Stated exercise A: In the post about dance training in Israel, what ages is the KCDC international summer program open to?
Stated exercise B: Please reproduce, word for word, the stretch of the post about dance training in Israel from "When I first" through "on your radar.".

Excerpt provided:

Posted on 24 April 2011 by Deborah Friedes Galili


Sheetal Gandhi’s students at Bridge: Choreographic Dialogues 2009. Photo by Tully Chen.

When I first came to Israel to research dance in 2007, I occasionally crossed paths in open classes with other dancers from abroad.  While local studios have always welcomed dancers from around the world, increasingly, short-term seasonal workshops are geared towards an international population of students.  Thinking about expanding your horizons by training in Israel?  Here are a few programs to keep on your radar.


Video: KCDC’s International Summer Program

The Kibbutz Contemporary Dance Company (KCDC) has launched an international summer dance program for dancers age 15-20. Taught by directors and dancers of both the main company and its junior ensemble as well as guest teachers, this program’s offerings include ballet and modern technique, strengthening sessions, and classes in the repertory of KCDC’s artistic director Rami Be’er. Participants live in guest houses on Kibbutz Ga’aton, home to the company and the Galilee Dance Village, and besides enjoying their stay on the kibbutz, the dancers enrich their experience abroad with weekend trips to other locations in Israel.

(Entries drawn from a collection)

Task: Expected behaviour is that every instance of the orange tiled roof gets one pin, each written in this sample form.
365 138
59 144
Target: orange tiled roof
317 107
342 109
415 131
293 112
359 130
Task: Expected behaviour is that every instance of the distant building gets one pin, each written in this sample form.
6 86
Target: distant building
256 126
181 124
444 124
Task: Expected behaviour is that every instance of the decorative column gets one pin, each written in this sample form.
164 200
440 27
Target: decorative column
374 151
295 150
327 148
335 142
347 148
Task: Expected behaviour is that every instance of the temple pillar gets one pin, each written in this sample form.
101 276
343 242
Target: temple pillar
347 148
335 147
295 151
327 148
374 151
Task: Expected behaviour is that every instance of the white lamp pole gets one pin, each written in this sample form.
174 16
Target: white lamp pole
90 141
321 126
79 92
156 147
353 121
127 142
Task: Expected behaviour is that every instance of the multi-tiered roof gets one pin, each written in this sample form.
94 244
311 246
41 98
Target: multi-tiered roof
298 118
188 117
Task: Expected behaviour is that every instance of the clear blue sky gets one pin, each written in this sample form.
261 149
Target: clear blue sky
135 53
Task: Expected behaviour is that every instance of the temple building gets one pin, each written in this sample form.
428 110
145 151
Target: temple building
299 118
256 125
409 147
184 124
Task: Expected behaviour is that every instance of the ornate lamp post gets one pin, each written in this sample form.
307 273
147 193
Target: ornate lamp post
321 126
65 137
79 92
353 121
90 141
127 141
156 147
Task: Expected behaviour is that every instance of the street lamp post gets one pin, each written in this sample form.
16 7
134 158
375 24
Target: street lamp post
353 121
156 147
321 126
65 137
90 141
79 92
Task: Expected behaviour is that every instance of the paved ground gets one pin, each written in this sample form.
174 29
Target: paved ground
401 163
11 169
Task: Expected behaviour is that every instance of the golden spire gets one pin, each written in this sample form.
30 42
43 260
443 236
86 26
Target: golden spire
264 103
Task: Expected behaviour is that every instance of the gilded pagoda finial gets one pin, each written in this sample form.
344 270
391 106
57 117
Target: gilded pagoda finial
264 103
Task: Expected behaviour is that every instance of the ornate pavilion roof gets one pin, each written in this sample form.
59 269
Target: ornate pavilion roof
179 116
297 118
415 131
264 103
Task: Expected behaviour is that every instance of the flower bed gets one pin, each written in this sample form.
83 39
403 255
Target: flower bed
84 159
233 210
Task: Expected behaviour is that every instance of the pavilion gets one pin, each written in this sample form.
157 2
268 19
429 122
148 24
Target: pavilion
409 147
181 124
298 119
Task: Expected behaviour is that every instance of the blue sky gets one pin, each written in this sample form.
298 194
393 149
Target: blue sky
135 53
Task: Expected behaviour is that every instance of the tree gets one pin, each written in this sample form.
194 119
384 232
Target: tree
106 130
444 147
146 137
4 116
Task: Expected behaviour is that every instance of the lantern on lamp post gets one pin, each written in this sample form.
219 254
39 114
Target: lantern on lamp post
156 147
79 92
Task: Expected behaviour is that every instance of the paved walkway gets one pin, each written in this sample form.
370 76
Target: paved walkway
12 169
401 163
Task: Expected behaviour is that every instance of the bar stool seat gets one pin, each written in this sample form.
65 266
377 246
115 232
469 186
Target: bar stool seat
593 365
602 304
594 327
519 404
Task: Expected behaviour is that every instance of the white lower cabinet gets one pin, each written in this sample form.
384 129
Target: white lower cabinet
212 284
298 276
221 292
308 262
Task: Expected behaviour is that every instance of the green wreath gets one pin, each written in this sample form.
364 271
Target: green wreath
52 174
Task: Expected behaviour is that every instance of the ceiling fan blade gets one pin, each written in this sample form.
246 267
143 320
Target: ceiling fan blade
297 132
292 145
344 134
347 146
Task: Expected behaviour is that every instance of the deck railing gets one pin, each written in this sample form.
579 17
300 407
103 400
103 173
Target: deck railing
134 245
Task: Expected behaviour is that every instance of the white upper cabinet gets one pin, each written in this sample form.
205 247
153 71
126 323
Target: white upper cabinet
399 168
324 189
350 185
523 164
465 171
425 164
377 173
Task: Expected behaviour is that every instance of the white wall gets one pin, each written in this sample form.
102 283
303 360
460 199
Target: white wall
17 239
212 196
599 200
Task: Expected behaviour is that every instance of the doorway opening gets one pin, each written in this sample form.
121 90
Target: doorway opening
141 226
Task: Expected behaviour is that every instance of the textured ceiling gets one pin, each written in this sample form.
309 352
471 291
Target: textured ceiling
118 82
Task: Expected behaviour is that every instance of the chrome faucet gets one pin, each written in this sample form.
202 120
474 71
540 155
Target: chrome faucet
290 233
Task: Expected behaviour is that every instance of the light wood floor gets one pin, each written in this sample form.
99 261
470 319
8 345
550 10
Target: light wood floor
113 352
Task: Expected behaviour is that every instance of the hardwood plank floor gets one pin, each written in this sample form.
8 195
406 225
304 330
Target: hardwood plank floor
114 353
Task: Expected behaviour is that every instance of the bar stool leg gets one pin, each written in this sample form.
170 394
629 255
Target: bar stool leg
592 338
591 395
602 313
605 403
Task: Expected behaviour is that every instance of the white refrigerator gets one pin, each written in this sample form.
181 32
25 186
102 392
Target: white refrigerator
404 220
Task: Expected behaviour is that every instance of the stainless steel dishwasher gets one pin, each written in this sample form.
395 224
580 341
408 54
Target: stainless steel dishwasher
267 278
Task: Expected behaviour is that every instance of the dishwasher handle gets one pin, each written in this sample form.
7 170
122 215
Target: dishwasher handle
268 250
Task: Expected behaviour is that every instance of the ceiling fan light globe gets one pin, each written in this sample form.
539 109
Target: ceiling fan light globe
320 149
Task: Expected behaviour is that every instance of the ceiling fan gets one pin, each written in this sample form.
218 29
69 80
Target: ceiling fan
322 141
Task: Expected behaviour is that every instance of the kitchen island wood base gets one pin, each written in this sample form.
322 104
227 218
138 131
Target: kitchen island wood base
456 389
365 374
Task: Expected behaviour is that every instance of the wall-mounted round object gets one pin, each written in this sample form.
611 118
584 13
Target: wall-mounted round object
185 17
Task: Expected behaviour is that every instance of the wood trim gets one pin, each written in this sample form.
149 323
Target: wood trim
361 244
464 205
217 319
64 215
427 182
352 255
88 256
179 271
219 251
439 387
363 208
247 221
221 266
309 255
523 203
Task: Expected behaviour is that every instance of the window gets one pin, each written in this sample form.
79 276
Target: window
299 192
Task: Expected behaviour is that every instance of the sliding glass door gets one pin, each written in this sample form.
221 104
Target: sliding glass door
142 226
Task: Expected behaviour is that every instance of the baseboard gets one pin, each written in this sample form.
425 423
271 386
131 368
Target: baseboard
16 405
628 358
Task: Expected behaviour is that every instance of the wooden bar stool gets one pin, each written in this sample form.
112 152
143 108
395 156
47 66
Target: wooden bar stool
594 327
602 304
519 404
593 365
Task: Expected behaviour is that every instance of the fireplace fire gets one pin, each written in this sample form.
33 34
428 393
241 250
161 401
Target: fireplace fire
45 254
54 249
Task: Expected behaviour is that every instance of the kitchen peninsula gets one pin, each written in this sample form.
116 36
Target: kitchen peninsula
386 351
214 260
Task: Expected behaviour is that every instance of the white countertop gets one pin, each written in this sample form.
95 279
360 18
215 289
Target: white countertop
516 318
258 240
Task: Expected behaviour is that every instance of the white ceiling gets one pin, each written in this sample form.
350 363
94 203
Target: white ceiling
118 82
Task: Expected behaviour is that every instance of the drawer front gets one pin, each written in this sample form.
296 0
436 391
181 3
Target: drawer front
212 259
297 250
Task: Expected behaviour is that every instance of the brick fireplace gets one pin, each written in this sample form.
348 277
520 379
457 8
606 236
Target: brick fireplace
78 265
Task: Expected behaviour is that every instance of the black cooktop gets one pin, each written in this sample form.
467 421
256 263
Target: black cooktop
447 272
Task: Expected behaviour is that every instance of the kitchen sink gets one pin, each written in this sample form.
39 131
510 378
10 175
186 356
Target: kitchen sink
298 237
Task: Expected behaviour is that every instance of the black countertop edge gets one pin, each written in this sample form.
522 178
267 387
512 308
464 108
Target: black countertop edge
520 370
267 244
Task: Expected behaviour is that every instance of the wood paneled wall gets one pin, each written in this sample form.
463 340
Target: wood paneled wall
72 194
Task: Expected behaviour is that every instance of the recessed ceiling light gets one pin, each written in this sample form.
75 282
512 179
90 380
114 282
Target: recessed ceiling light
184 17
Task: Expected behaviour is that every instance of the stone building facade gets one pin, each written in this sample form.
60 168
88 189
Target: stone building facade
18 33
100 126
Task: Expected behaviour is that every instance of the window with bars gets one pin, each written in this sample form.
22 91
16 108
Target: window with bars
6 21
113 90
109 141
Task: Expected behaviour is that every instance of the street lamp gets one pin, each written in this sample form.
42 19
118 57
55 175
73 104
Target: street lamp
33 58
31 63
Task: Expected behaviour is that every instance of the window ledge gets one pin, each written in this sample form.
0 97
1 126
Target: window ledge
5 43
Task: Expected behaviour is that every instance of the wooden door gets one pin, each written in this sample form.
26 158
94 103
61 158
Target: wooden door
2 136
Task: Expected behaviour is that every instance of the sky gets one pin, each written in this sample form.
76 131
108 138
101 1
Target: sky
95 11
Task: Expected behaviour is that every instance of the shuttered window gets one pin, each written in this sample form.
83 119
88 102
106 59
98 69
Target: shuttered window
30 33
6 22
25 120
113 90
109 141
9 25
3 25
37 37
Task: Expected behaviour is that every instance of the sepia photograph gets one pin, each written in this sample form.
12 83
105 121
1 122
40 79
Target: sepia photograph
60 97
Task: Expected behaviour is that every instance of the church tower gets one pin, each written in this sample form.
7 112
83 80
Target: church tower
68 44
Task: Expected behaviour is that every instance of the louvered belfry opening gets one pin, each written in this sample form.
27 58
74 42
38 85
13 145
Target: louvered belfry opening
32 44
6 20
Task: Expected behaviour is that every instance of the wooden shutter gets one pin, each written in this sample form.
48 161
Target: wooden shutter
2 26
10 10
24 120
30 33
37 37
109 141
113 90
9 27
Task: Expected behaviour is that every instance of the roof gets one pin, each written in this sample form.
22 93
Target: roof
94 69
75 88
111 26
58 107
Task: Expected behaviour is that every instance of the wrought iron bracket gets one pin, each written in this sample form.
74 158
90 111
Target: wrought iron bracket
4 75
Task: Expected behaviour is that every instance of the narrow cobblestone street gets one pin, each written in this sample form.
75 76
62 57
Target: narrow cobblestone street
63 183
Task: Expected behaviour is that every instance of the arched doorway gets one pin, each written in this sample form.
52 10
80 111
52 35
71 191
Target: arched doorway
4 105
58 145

Final result A: Dancers age 15-20.

Final result B:
When I first came to Israel to research dance in 2007, I occasionally crossed paths in open classes with other dancers from abroad.  While local studios have always welcomed dancers from around the world, increasingly, short-term seasonal workshops are geared towards an international population of students.  Thinking about expanding your horizons by training in Israel?  Here are a few programs to keep on your radar.